> _Exercise description_:
Give back the whole listing exactly as it is written.

> _Records for this task_:
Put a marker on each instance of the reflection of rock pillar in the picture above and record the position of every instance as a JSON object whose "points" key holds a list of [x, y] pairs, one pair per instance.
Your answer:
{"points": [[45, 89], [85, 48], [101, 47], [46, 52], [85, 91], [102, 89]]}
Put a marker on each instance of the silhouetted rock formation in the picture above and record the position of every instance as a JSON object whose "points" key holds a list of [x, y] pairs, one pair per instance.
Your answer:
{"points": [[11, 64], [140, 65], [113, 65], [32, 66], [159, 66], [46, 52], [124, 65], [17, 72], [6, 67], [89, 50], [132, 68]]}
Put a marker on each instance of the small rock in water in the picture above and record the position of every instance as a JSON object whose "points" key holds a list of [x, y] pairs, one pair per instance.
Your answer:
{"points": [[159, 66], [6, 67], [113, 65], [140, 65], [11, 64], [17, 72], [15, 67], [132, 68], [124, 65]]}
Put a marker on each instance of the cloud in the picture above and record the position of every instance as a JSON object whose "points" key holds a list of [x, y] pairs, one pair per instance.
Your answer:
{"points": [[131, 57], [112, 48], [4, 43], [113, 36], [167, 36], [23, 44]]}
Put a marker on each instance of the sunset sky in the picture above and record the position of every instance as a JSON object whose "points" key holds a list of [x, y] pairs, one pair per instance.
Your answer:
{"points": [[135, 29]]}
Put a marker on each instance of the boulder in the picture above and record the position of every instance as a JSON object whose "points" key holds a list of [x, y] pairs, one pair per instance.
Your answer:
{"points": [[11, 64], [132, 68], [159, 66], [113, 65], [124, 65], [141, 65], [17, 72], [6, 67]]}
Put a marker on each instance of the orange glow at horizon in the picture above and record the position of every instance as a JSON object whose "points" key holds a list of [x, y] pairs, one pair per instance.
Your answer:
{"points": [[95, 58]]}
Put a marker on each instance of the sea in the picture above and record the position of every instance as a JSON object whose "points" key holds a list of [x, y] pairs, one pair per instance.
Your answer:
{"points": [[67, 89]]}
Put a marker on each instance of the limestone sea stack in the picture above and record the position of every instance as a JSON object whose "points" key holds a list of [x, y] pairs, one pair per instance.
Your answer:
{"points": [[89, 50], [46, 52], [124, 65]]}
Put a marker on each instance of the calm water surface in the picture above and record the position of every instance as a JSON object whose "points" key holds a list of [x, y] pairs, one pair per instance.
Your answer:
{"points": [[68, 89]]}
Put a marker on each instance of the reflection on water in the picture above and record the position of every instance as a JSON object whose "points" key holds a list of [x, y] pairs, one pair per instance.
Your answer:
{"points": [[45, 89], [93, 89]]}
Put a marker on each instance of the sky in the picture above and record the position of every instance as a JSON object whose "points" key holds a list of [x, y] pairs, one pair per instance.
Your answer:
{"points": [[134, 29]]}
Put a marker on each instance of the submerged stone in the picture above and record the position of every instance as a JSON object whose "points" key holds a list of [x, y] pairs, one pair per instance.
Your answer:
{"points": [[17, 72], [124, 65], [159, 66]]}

> _Solution below_:
Put a marker on each instance of the reflection of rock pillar in the picture above and record the position of every instance as a JSON object whose "points" key holds a list of [x, y] pairs, one pair per instance.
Your answer:
{"points": [[45, 89], [85, 48], [101, 47], [46, 52], [85, 91], [102, 89]]}
Put a marker on each instance of the silhouetted rock formation in the picture above and record the position of every instance as a JSON object whose "points" key holds a list of [x, y] pairs, one pair per instance.
Your answer:
{"points": [[11, 64], [140, 65], [113, 65], [32, 66], [159, 66], [46, 52], [124, 65], [17, 72], [6, 67], [89, 50], [132, 68]]}
Put a marker on each instance of the small rock in water in the picture above and record the position of every instance as a JSON object whose "points" key holds a list of [x, y] pairs, one pair per instance.
Your answer:
{"points": [[159, 66], [6, 67], [113, 65], [140, 65], [11, 64], [17, 72], [15, 67], [132, 68], [124, 65]]}
Put a marker on each instance of the cloud in the picture above and record the position of every instance as a JSON object whose "points" key holds a list of [x, y] pairs, one pair per instance.
Your answer:
{"points": [[131, 57], [112, 48], [4, 43], [113, 36], [167, 36], [23, 44]]}
Put a marker on each instance of the sunset sky in the picture above and record the position of every instance as a JSON object whose "points" key holds a list of [x, y] pairs, one pair per instance.
Your answer:
{"points": [[135, 29]]}
Put a marker on each instance of the boulder in the picture above and record the position of every instance as a JSON object whose "points" key holds a list of [x, y] pairs, one pair per instance.
Your answer:
{"points": [[11, 64], [132, 68], [159, 66], [113, 65], [124, 65], [141, 65], [17, 72], [6, 67]]}
Put a marker on each instance of the orange glow at horizon in the picture above and record the position of every instance as a JSON object whose "points" key holds a list of [x, y] pairs, one pair per instance.
Your answer:
{"points": [[95, 58]]}
Put a marker on each instance of the sea in the picture above and record the position of every instance as a JSON object whose "points" key holds a list of [x, y] pairs, one pair per instance.
Your answer:
{"points": [[67, 89]]}
Put a marker on each instance of the limestone sea stack in the picture above and record the position of every instance as a JSON object whose "points" key holds a list of [x, y] pairs, one pair per instance.
Your answer:
{"points": [[89, 50], [46, 52], [124, 65]]}
Put a marker on each instance of the calm water surface in the picture above and record the position of every instance as a JSON object whose "points" key holds a list of [x, y] pairs, one pair per instance.
Your answer:
{"points": [[68, 89]]}
Put a marker on each instance of the reflection on water in the picture above and record the position of every instance as a JSON object whose "points" key holds a list of [x, y] pairs, one pair per instance.
Your answer:
{"points": [[45, 89], [93, 89]]}
Put a marker on each instance of the sky in the picture above and record the position of every instance as a JSON object whose "points" key holds a list of [x, y] pairs, one pair per instance.
Your answer:
{"points": [[134, 29]]}
Put a marker on each instance of the submerged stone in the picture above and record the position of every instance as a JSON object whose "points" key holds a list of [x, y] pairs, one pair per instance.
Your answer:
{"points": [[17, 72], [124, 65], [159, 66]]}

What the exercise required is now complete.